=== Source information ===

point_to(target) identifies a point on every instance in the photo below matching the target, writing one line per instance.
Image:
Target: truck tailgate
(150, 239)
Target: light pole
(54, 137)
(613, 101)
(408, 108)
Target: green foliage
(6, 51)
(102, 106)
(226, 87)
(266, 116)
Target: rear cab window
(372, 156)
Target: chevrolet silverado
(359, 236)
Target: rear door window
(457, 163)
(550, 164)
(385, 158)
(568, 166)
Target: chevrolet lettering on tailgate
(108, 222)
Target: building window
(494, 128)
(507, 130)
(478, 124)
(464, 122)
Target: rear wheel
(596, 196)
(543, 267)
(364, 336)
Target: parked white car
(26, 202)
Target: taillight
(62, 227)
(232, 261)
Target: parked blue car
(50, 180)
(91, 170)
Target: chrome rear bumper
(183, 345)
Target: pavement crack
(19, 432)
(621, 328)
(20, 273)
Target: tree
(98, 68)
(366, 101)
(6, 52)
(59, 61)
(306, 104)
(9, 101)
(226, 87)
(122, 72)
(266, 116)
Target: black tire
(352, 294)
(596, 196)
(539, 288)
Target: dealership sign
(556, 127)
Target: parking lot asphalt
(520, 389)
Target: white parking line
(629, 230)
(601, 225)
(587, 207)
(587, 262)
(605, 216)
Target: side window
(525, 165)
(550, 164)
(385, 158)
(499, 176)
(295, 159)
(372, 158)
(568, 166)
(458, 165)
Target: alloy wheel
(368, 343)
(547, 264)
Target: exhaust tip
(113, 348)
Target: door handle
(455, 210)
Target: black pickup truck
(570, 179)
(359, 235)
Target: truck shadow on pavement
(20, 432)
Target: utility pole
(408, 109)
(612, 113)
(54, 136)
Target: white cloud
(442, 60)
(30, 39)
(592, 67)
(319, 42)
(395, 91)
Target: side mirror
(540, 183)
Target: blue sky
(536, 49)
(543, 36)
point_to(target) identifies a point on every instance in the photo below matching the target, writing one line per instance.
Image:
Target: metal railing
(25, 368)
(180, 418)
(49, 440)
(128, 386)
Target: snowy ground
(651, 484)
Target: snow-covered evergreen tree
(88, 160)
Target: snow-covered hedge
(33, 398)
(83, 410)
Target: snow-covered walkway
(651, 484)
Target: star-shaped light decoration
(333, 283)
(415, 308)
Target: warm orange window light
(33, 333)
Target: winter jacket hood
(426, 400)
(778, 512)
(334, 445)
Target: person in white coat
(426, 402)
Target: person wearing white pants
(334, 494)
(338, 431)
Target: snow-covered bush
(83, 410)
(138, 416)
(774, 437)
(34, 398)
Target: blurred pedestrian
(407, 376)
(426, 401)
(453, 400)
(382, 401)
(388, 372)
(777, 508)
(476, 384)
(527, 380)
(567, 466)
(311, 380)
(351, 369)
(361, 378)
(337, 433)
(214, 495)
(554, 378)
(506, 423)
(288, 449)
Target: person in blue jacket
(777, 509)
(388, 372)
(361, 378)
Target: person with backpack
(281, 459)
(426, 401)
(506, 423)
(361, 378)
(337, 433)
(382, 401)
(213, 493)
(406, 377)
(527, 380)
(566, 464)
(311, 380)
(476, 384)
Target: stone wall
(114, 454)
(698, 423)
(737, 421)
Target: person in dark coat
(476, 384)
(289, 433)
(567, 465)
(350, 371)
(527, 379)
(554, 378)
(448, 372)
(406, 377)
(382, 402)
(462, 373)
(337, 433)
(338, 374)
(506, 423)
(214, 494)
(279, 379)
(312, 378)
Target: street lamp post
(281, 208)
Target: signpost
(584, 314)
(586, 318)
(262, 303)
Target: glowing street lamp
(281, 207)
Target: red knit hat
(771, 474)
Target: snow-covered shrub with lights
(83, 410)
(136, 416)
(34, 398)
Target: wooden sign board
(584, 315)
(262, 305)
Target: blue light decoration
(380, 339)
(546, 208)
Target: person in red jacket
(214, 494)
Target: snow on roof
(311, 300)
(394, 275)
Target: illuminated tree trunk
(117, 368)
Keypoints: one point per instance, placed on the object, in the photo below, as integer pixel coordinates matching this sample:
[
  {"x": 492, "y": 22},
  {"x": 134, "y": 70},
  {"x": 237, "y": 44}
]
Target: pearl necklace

===

What the task asks: Every record listed above needs to be written out again exactly.

Solution for this exercise:
point_to(target) identifies a point on every instance in the photo below matching the target, writing one line per instance.
Image:
Target: truck tailgate
(150, 239)
Target: light pole
(54, 137)
(613, 101)
(408, 108)
Target: green foliage
(6, 51)
(102, 106)
(226, 87)
(266, 116)
Target: rear cab window
(372, 156)
Target: chevrolet silverado
(359, 236)
Target: rear door window
(457, 163)
(550, 164)
(385, 158)
(568, 166)
Target: chevrolet lettering on tailgate
(108, 222)
Target: building window
(494, 128)
(507, 130)
(478, 124)
(464, 122)
Target: rear wheel
(596, 196)
(543, 267)
(364, 336)
Target: parked white car
(26, 202)
Target: taillight
(62, 227)
(232, 261)
Target: parked blue car
(50, 180)
(91, 170)
Target: chrome rear bumper
(183, 345)
Target: pavement crack
(19, 432)
(621, 328)
(20, 273)
Target: tree
(98, 68)
(366, 101)
(6, 52)
(59, 61)
(306, 104)
(9, 101)
(226, 87)
(122, 72)
(266, 116)
Target: black tire
(352, 294)
(596, 196)
(539, 288)
Target: dealership sign
(556, 127)
Target: parking lot asphalt
(520, 389)
Target: white parking line
(629, 230)
(601, 225)
(587, 207)
(587, 262)
(605, 216)
Target: side window
(525, 165)
(550, 164)
(385, 158)
(499, 176)
(295, 159)
(372, 158)
(568, 166)
(458, 165)
Target: alloy wheel
(368, 343)
(547, 264)
Target: exhaust tip
(113, 348)
Target: door handle
(455, 210)
Target: black pickup truck
(570, 179)
(359, 235)
Target: truck shadow on pavement
(20, 432)
Target: utility pole
(408, 109)
(612, 113)
(54, 136)
Target: white cloud
(442, 60)
(30, 39)
(592, 67)
(319, 42)
(395, 91)
Target: side mirror
(540, 183)
Target: blue sky
(536, 49)
(543, 36)
point_to(target) identifies a point on every instance in the photo below matching the target, writing one line per instance.
Image:
Target: metal railing
(25, 368)
(180, 418)
(49, 440)
(128, 386)
Target: snowy ground
(651, 484)
Target: snow-covered evergreen tree
(88, 160)
Target: snow-covered hedge
(33, 398)
(83, 410)
Target: snow-covered walkway
(651, 484)
Target: star-shaped light decoration
(333, 283)
(415, 308)
Target: warm orange window light
(33, 333)
Target: winter jacket hood
(426, 400)
(778, 512)
(334, 445)
Target: person in white coat
(426, 402)
Target: person wearing white pants
(334, 494)
(338, 431)
Target: snow-covered bush
(83, 410)
(138, 416)
(774, 437)
(34, 398)
Target: blurred pedestrian
(407, 376)
(426, 401)
(453, 400)
(382, 401)
(388, 372)
(777, 508)
(476, 384)
(527, 380)
(567, 466)
(311, 380)
(351, 369)
(361, 378)
(337, 433)
(214, 495)
(554, 378)
(506, 423)
(288, 449)
Target: person in blue jacket
(777, 509)
(388, 372)
(361, 378)
Target: person with backpack
(281, 459)
(426, 401)
(506, 423)
(361, 378)
(337, 433)
(382, 401)
(213, 493)
(406, 377)
(527, 380)
(566, 464)
(311, 380)
(476, 384)
Target: stone wall
(114, 454)
(698, 423)
(737, 421)
Target: person in dark coat
(476, 384)
(289, 433)
(567, 465)
(350, 371)
(527, 379)
(554, 378)
(448, 372)
(406, 377)
(382, 402)
(462, 373)
(337, 433)
(338, 374)
(506, 423)
(214, 494)
(279, 379)
(312, 378)
Target: street lamp post
(281, 208)
Target: signpost
(584, 314)
(586, 318)
(262, 303)
Target: glowing street lamp
(281, 207)
Target: red knit hat
(771, 474)
Target: snow-covered shrub with lights
(83, 410)
(136, 416)
(34, 398)
Target: wooden sign board
(584, 315)
(262, 305)
Target: blue light decoration
(380, 339)
(546, 208)
Target: person in red jacket
(214, 494)
Target: snow on roof
(311, 300)
(394, 275)
Target: illuminated tree trunk
(117, 368)
Keypoints: one point per instance, placed on the object, in the photo below, as integer pixel coordinates matching this sample:
[
  {"x": 492, "y": 22},
  {"x": 134, "y": 70},
  {"x": 237, "y": 44}
]
Target: pearl necklace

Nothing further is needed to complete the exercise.